- **Input**

━━━━━━━━

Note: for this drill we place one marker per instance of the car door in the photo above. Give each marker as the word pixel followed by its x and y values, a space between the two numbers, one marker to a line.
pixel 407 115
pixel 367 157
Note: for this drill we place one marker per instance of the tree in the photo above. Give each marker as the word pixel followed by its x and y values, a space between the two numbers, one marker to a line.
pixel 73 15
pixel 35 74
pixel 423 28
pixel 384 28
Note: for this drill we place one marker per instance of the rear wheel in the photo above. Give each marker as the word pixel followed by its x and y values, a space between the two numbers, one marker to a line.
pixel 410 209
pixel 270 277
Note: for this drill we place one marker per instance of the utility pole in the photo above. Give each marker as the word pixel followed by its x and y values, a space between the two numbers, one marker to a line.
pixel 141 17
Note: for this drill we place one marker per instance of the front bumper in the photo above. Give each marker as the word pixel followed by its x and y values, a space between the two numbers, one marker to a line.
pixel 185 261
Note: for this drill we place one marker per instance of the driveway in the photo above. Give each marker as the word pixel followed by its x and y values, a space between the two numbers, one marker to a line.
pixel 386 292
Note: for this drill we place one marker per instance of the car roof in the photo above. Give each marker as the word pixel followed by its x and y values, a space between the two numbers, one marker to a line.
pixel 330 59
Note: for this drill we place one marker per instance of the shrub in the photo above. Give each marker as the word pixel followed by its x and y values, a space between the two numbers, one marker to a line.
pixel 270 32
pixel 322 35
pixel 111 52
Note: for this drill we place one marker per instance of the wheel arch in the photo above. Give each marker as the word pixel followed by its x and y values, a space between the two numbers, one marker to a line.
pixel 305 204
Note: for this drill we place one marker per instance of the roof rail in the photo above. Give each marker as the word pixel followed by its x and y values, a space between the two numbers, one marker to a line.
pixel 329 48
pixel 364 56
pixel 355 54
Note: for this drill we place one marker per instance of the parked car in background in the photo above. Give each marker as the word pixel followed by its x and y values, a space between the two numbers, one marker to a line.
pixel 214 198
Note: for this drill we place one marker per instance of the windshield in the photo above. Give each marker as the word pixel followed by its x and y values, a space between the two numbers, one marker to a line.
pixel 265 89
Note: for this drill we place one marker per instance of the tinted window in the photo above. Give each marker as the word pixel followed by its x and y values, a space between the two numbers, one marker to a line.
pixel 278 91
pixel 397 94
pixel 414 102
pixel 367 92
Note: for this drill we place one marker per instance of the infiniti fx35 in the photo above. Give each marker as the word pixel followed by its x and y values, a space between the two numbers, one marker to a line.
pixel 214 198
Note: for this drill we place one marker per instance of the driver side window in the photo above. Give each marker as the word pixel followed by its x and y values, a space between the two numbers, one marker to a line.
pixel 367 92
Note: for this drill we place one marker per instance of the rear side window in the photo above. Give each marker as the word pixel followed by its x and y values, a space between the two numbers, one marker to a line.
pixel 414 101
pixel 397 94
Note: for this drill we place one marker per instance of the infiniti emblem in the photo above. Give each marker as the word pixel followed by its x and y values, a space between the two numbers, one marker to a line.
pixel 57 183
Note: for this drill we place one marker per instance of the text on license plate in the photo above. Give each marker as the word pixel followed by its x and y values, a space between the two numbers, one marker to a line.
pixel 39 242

━━━━━━━━

- **Activity**
Output every record without changing any wording.

- **Task solution**
Note: for this drill we place one marker per instance of the car door in the photo above. Give each marker as the word pixel followed by its x and y values, a space between the two numbers, one marker to a line.
pixel 407 115
pixel 367 157
Note: for this drill we place one marker per instance of the tree in the photo above. Give each marker as the word pixel followed by its x and y values, a space between the two numbers, one marker to a line.
pixel 73 15
pixel 35 74
pixel 423 28
pixel 384 28
Note: for this drill we place one marker per instance of the rear wheel in the photo above. Give each marker as the word pixel followed by its x and y values, a space between the two numbers, one marker to a line.
pixel 410 209
pixel 270 277
Note: for this drill we place one marker per instance of the utility pole in the photo above. Give each marker as the word pixel followed by its x and y values, a space between the two numbers, one marker to a line.
pixel 141 17
Note: for this drill we place one marker per instance of the front bumper in the photo above. Give each marker as the word pixel followed by its x and y values, a space between the two numbers, one marker to a line.
pixel 185 261
Note: for this drill we place one marker per instance of the driveway in the photo above. Give each marker as the word pixel followed by its x and y values, a space between the two numbers, one marker to a line.
pixel 386 292
Note: for this drill we place one marker per instance of the car roof in the photo above. Give each marker as the word pixel followed by its x and y values, a space between the two numbers, one marker to a line.
pixel 330 59
Note: for this drill we place one marker per instance of the shrub in the photo above. Give each marker as the word pixel followed by its x and y values, a space between the two numbers, one marker to a line.
pixel 270 32
pixel 322 35
pixel 111 52
Note: for this drill we place one marker per instance of the wheel arch in the photo above. Give each marker as the word pixel followed by its x and y values, a space between the two numbers, one marker to a line.
pixel 305 204
Note: for this drill we place one marker per instance of the roof rail in the photo above. Give each marker as the word pixel followed by its x and y values, a space between the two numbers, one marker to a line.
pixel 329 48
pixel 364 56
pixel 355 54
Note: for this drill we place one marker per instance of the parked car in background in the photo above. Give each marker as the word pixel followed by its x and y values, a space between the two numbers, one marker to a line.
pixel 214 198
Note: for this drill we place one marker per instance of the windshield in the photo above. Give each marker as the word pixel followed by its x and y values, a space between the two numbers, one marker to a line.
pixel 265 89
Note: for this drill we place one marker per instance of the tinted window in the photo above. Give each marker as the word pixel followed by its x and y values, a space between the two numbers, one marker to a line.
pixel 278 91
pixel 397 94
pixel 414 102
pixel 367 92
Note: for this drill we place one marker per instance of the infiniti fx35 in the photo above. Give each marker as the word pixel followed by its x and y values, a space between the two numbers, one marker to a line.
pixel 214 198
Note: for this drill we place one marker per instance of the driver side window in the photo above. Give each marker as the word pixel followed by its x and y values, a space between the two numbers, one marker to a line.
pixel 367 92
Note: for this drill we place one marker per instance of the rear side window in the photo above. Give each marker as the word pixel followed by its x and y values, a space between the two numbers, one marker to a line.
pixel 414 101
pixel 397 94
Note: for this drill we place one marker per instance of the infiniti emblem in the photo above. Give each marker as the word pixel followed by its x and y values, a space between the two numbers, one marker to a line.
pixel 57 183
Note: for this drill we place one marker per instance of the text on license plate in the photo above. Give each marker as the word pixel followed by its x and y values, a space between the two numbers, one marker to a line.
pixel 39 242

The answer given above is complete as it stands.